▸ **SHORT EXERCISE**
Please return each of the rows below that contains the word "face". Case counts.

□ □ □ □ □

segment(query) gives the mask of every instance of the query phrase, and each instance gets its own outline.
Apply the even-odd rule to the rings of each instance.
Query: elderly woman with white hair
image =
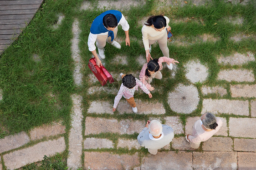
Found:
[[[137,137],[139,145],[148,148],[151,154],[156,155],[158,149],[168,145],[174,137],[173,129],[162,125],[156,120],[148,121],[145,127]]]
[[[185,136],[189,146],[194,149],[198,148],[201,141],[209,139],[222,126],[222,121],[210,112],[206,112],[201,116],[200,119],[195,123],[192,134]]]

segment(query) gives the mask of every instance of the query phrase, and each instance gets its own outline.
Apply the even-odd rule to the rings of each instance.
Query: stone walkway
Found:
[[[197,5],[197,1],[193,2]],[[108,2],[102,0],[101,3],[108,5]],[[118,3],[123,1],[117,2],[113,3],[118,8]],[[135,2],[133,3],[136,5]],[[170,0],[168,2],[171,3]],[[89,8],[88,3],[87,1],[83,3],[81,10]],[[158,4],[160,7],[161,5]],[[78,20],[75,19],[71,42],[75,66],[74,82],[81,87],[83,86],[81,70],[83,65],[78,46],[81,32],[78,25]],[[183,40],[185,39],[179,39],[177,40],[178,44],[179,42],[185,41]],[[172,43],[175,43],[175,39]],[[189,45],[189,43],[185,44]],[[116,59],[118,60],[118,57],[116,56]],[[142,151],[144,149],[138,145],[136,137],[129,137],[139,133],[146,122],[144,118],[135,119],[132,116],[125,119],[118,117],[123,114],[133,115],[124,100],[121,100],[119,103],[118,113],[112,111],[112,101],[92,101],[88,109],[83,110],[82,97],[73,94],[71,97],[73,106],[69,131],[66,132],[66,127],[61,122],[53,122],[36,127],[28,133],[21,132],[0,139],[0,170],[19,168],[42,160],[45,155],[53,156],[66,150],[68,151],[67,166],[73,170],[82,166],[86,170],[256,169],[255,78],[253,70],[239,68],[242,64],[255,63],[255,54],[250,51],[243,54],[235,52],[228,56],[220,55],[216,59],[219,67],[226,65],[231,67],[230,69],[221,69],[216,76],[217,80],[225,81],[226,86],[203,85],[200,89],[197,89],[195,84],[199,81],[204,83],[206,80],[208,68],[199,61],[191,60],[184,63],[186,72],[184,74],[190,82],[190,85],[179,84],[173,91],[164,92],[168,93],[168,106],[163,100],[153,104],[136,100],[138,115],[145,117],[148,116],[150,120],[159,120],[171,126],[176,135],[170,145],[159,150],[157,155],[145,155]],[[141,63],[145,62],[143,57],[139,59],[142,60]],[[127,65],[128,63],[120,64]],[[173,78],[175,72],[172,74]],[[118,74],[114,76],[120,81],[118,76]],[[97,84],[93,75],[88,77],[86,78],[89,79],[88,80],[92,86],[87,91],[88,95],[106,92]],[[242,83],[237,84],[238,83]],[[0,89],[0,100],[2,98],[1,93]],[[220,97],[209,97],[210,94]],[[225,97],[230,95],[231,99],[227,99]],[[189,147],[184,136],[191,134],[194,123],[200,117],[189,117],[184,125],[179,116],[169,116],[166,113],[171,110],[178,114],[190,114],[198,108],[200,99],[201,113],[209,111],[221,114],[223,124],[215,136],[203,142],[199,149],[195,150]],[[87,114],[86,117],[83,117],[82,112]],[[106,117],[106,115],[109,116]],[[67,141],[64,139],[66,133]],[[111,136],[116,138],[113,139]],[[123,152],[126,153],[119,154]]]

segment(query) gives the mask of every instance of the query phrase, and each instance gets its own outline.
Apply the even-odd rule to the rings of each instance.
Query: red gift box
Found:
[[[94,57],[89,60],[88,66],[92,70],[93,74],[97,78],[102,85],[104,86],[107,83],[108,80],[112,83],[114,82],[114,79],[111,74],[107,70],[104,66],[99,68],[96,64],[96,59]]]

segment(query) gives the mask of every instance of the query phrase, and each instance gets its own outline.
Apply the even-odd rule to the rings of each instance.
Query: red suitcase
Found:
[[[96,64],[96,59],[94,57],[89,60],[88,66],[102,86],[107,83],[108,80],[111,83],[114,82],[114,79],[112,76],[106,68],[104,66],[101,66],[99,68]]]

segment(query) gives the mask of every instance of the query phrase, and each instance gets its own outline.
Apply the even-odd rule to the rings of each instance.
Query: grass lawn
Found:
[[[125,46],[124,32],[121,27],[118,27],[118,37],[123,40],[120,42],[121,49],[115,49],[108,44],[105,47],[107,59],[105,59],[104,66],[108,71],[118,74],[140,71],[142,66],[136,62],[136,58],[140,55],[145,58],[145,53],[142,40],[143,25],[140,21],[150,15],[162,14],[170,19],[169,25],[174,34],[171,39],[183,37],[186,40],[185,45],[168,43],[170,57],[179,62],[177,73],[174,78],[169,78],[172,72],[164,68],[162,72],[164,79],[155,80],[154,82],[155,88],[162,88],[163,91],[154,92],[152,99],[143,93],[135,93],[135,98],[163,103],[166,111],[163,116],[178,116],[183,124],[185,123],[188,117],[200,115],[202,105],[200,88],[203,85],[220,85],[228,90],[228,94],[223,97],[210,94],[205,98],[234,99],[229,92],[230,83],[216,79],[220,69],[231,68],[231,66],[220,64],[216,58],[221,54],[228,56],[236,52],[246,53],[251,52],[255,54],[255,2],[251,0],[251,4],[244,5],[215,0],[198,6],[190,4],[188,1],[189,5],[183,7],[166,6],[158,9],[158,1],[145,1],[144,5],[121,10],[130,25],[131,46]],[[117,93],[101,92],[93,95],[87,93],[89,87],[101,86],[99,82],[92,83],[89,80],[92,72],[87,65],[92,54],[87,45],[88,36],[93,20],[106,10],[96,8],[78,10],[82,2],[81,0],[44,0],[34,19],[18,39],[0,56],[0,89],[2,89],[3,94],[3,99],[0,101],[0,138],[21,131],[27,131],[33,127],[58,120],[63,121],[68,131],[72,107],[70,96],[73,93],[79,94],[83,97],[84,119],[90,116],[146,121],[152,116],[133,113],[119,115],[118,113],[99,116],[87,113],[87,110],[91,102],[102,101],[113,103]],[[58,15],[61,13],[65,15],[65,18],[59,28],[53,29],[52,25],[56,24]],[[229,22],[231,20],[230,18],[242,19],[242,24]],[[74,67],[71,56],[71,40],[72,38],[72,24],[75,19],[78,19],[82,30],[79,45],[80,55],[85,65],[82,70],[83,85],[82,87],[76,87],[73,79]],[[253,35],[254,38],[244,39],[237,42],[230,39],[231,37],[239,34]],[[206,42],[198,40],[200,36],[205,34],[211,35],[212,38],[215,40]],[[35,54],[39,56],[40,61],[33,60]],[[158,45],[153,46],[151,54],[153,58],[162,57]],[[117,55],[126,58],[127,65],[112,62]],[[184,65],[189,61],[194,59],[198,59],[201,64],[207,66],[209,76],[203,83],[195,84],[200,97],[198,108],[189,114],[178,114],[171,110],[168,103],[168,92],[174,89],[179,83],[191,84],[185,76]],[[236,66],[235,68],[253,70],[256,77],[255,62]],[[232,84],[243,83],[231,83]],[[254,84],[255,82],[251,84]],[[224,116],[227,119],[230,116],[236,117]],[[84,126],[84,123],[83,125]],[[85,128],[84,126],[84,131]],[[118,137],[135,139],[137,135],[118,135]],[[117,136],[113,134],[91,136],[108,138],[114,142],[117,140]],[[142,150],[146,153],[145,150]],[[136,151],[114,149],[113,151],[120,153]],[[64,158],[66,156],[67,154],[64,154]]]

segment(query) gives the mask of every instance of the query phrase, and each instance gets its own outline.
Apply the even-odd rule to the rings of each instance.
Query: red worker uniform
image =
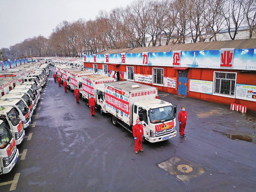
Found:
[[[95,108],[95,104],[96,102],[95,102],[95,99],[94,97],[91,97],[89,99],[89,106],[91,108],[91,116],[92,116],[93,115],[95,116],[94,115],[94,109]]]
[[[185,135],[184,131],[185,127],[187,123],[187,114],[185,111],[181,111],[179,113],[178,116],[178,120],[181,123],[180,124],[180,135]]]
[[[76,96],[76,103],[79,103],[79,89],[76,89],[74,90],[74,94]]]
[[[138,125],[136,123],[132,127],[132,134],[133,137],[136,138],[135,140],[135,145],[134,150],[135,153],[138,151],[138,150],[141,151],[143,151],[142,149],[142,135],[144,134],[143,131],[143,126],[141,124]]]
[[[54,73],[53,74],[53,78],[54,79],[54,82],[56,82],[56,78],[57,78],[57,75]]]
[[[63,86],[64,86],[64,91],[65,91],[65,92],[67,92],[67,82],[66,81],[64,81],[63,82]]]
[[[61,86],[61,78],[59,77],[57,78],[57,81],[58,81],[58,83],[59,83],[59,86]]]

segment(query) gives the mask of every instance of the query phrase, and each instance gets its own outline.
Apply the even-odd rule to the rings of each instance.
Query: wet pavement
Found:
[[[17,146],[25,158],[0,175],[0,185],[20,173],[15,191],[255,191],[256,113],[159,92],[177,112],[185,107],[187,136],[146,142],[136,155],[132,134],[109,116],[91,117],[84,101],[54,82],[52,69],[38,117],[25,130],[31,139]]]

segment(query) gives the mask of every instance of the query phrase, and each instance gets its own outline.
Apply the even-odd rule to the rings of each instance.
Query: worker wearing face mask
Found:
[[[95,99],[92,94],[91,94],[91,98],[89,99],[89,106],[91,108],[91,116],[95,116],[94,115],[94,109],[95,108]]]
[[[143,152],[142,147],[142,138],[144,136],[144,132],[143,131],[143,126],[140,124],[140,122],[139,119],[136,120],[136,124],[132,127],[132,133],[135,141],[134,150],[135,153],[138,154],[138,150]]]
[[[184,131],[186,124],[187,123],[187,112],[185,111],[185,107],[182,107],[181,111],[179,113],[178,116],[178,120],[180,124],[180,135],[181,137],[186,136]]]

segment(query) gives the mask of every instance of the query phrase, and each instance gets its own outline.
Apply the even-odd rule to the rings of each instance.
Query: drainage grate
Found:
[[[193,170],[193,168],[187,165],[181,164],[176,167],[177,170],[182,173],[190,173]]]

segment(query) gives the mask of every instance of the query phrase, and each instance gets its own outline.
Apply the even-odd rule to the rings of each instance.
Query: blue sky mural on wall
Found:
[[[140,65],[142,62],[142,56],[141,53],[126,53],[125,54],[126,64]]]
[[[220,50],[182,51],[180,66],[219,69],[220,56]]]
[[[233,69],[256,69],[256,49],[235,49]]]
[[[148,65],[172,66],[172,52],[149,53]]]
[[[121,53],[120,54],[110,54],[108,55],[110,63],[121,64]]]

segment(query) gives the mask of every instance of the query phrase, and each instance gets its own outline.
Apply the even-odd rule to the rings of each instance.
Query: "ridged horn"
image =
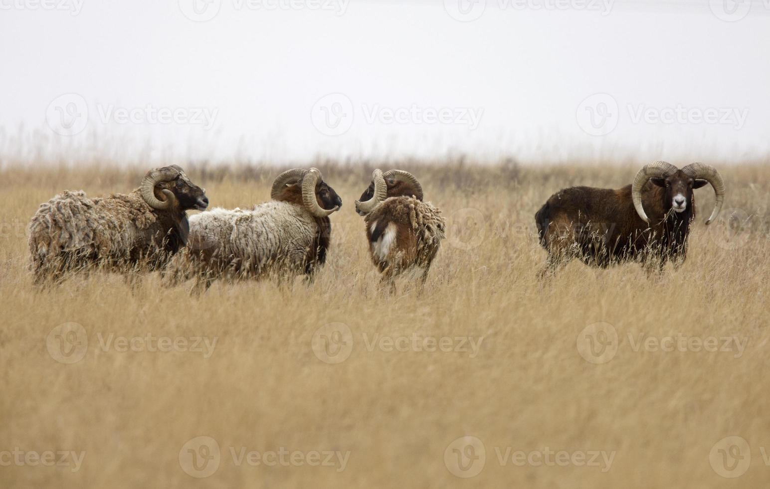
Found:
[[[316,199],[316,185],[322,179],[321,172],[317,168],[311,168],[302,179],[302,201],[308,212],[316,217],[326,217],[340,209],[339,206],[334,206],[334,209],[327,210],[318,205],[318,199]]]
[[[383,178],[388,179],[393,179],[395,182],[407,182],[411,183],[412,186],[414,187],[414,196],[417,198],[417,200],[423,199],[423,186],[420,185],[420,182],[417,182],[417,179],[414,178],[414,176],[409,172],[404,171],[403,169],[392,169],[383,174]]]
[[[690,163],[681,169],[681,171],[688,176],[705,180],[711,184],[716,199],[714,201],[714,210],[711,211],[711,216],[706,219],[706,225],[711,224],[719,215],[722,204],[725,203],[725,181],[722,179],[721,175],[719,174],[717,169],[704,163]]]
[[[374,183],[374,194],[369,200],[356,201],[356,209],[368,214],[374,210],[380,202],[387,199],[387,184],[383,176],[383,171],[379,168],[372,172],[372,182]]]
[[[158,210],[168,209],[174,202],[174,193],[167,189],[162,191],[166,196],[166,200],[159,200],[155,196],[155,186],[159,182],[167,182],[176,176],[176,169],[170,166],[161,169],[151,169],[145,175],[142,179],[142,185],[139,186],[139,193],[147,205]]]
[[[273,189],[270,189],[270,199],[277,199],[278,196],[281,195],[283,186],[301,182],[307,170],[302,169],[301,168],[293,168],[287,169],[276,176],[276,179],[273,182]]]
[[[651,163],[644,165],[634,177],[634,183],[631,187],[631,198],[634,201],[634,207],[636,213],[645,223],[649,223],[650,219],[644,213],[644,208],[641,206],[641,189],[651,178],[665,178],[679,171],[676,166],[665,161],[654,161]]]

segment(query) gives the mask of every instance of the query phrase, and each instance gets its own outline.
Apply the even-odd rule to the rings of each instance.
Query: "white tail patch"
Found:
[[[396,240],[396,225],[390,223],[385,228],[385,232],[382,233],[382,236],[372,243],[372,253],[378,260],[384,260],[387,256],[393,242]]]

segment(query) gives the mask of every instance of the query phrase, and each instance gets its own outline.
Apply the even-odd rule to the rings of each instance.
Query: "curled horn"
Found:
[[[302,181],[306,172],[307,170],[302,169],[301,168],[294,168],[287,169],[276,176],[276,179],[273,182],[273,189],[270,190],[270,199],[277,199],[281,194],[281,190],[283,189],[283,186]]]
[[[651,163],[644,165],[639,172],[634,177],[634,183],[631,187],[631,198],[634,201],[634,207],[636,213],[645,223],[649,223],[650,219],[644,213],[644,208],[641,206],[641,189],[651,178],[665,178],[670,176],[678,171],[677,167],[665,161],[654,161]]]
[[[392,169],[386,172],[383,175],[384,179],[393,179],[396,182],[407,182],[412,184],[414,187],[414,196],[417,198],[417,200],[423,199],[423,186],[420,185],[420,182],[417,182],[417,179],[414,178],[414,176],[406,172],[403,169]]]
[[[139,186],[139,193],[147,205],[158,210],[168,209],[174,201],[174,193],[167,189],[162,191],[166,196],[166,200],[159,200],[155,196],[155,186],[159,182],[168,182],[176,176],[176,169],[166,167],[157,169],[151,169],[145,175],[142,179],[142,185]]]
[[[704,163],[691,163],[681,169],[681,171],[688,176],[705,180],[711,184],[716,199],[711,216],[706,219],[706,224],[710,224],[719,215],[722,204],[725,203],[725,181],[722,180],[721,175],[713,166]]]
[[[326,217],[340,209],[339,206],[334,206],[334,209],[327,210],[318,205],[316,185],[322,179],[321,172],[317,168],[311,168],[302,179],[302,201],[308,212],[316,217]]]
[[[365,202],[356,201],[356,209],[363,213],[372,212],[380,202],[387,199],[387,184],[385,183],[384,176],[379,168],[372,172],[372,182],[374,183],[374,195],[372,198]]]

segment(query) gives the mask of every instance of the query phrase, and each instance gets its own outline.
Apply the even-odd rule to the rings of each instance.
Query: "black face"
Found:
[[[363,191],[361,194],[361,198],[358,199],[359,202],[366,202],[374,196],[374,182],[369,184],[369,187]],[[358,210],[357,206],[356,212],[358,213],[359,216],[366,216],[366,213]]]
[[[209,198],[206,196],[206,191],[190,182],[184,173],[179,173],[172,180],[159,183],[157,186],[171,190],[174,193],[180,210],[190,209],[206,210],[209,206]]]
[[[691,210],[692,190],[708,183],[706,180],[689,177],[681,170],[668,178],[652,178],[650,181],[665,189],[663,202],[665,208],[675,213],[684,213],[688,209]]]
[[[342,199],[326,182],[321,182],[316,186],[316,199],[318,201],[318,205],[326,210],[342,207]]]

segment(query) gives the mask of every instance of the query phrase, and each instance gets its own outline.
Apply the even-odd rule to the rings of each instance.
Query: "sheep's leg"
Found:
[[[209,274],[201,275],[196,279],[195,285],[192,286],[192,289],[190,290],[190,295],[199,296],[204,292],[206,292],[211,284],[214,283],[214,277]]]
[[[393,266],[389,266],[383,270],[382,278],[380,280],[381,285],[388,286],[388,293],[393,295],[396,293],[396,275],[397,272]]]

□ □ □ □ □

▸ **EXERCISE SOLUTION**
Query: worker wearing face mask
Query: "black face"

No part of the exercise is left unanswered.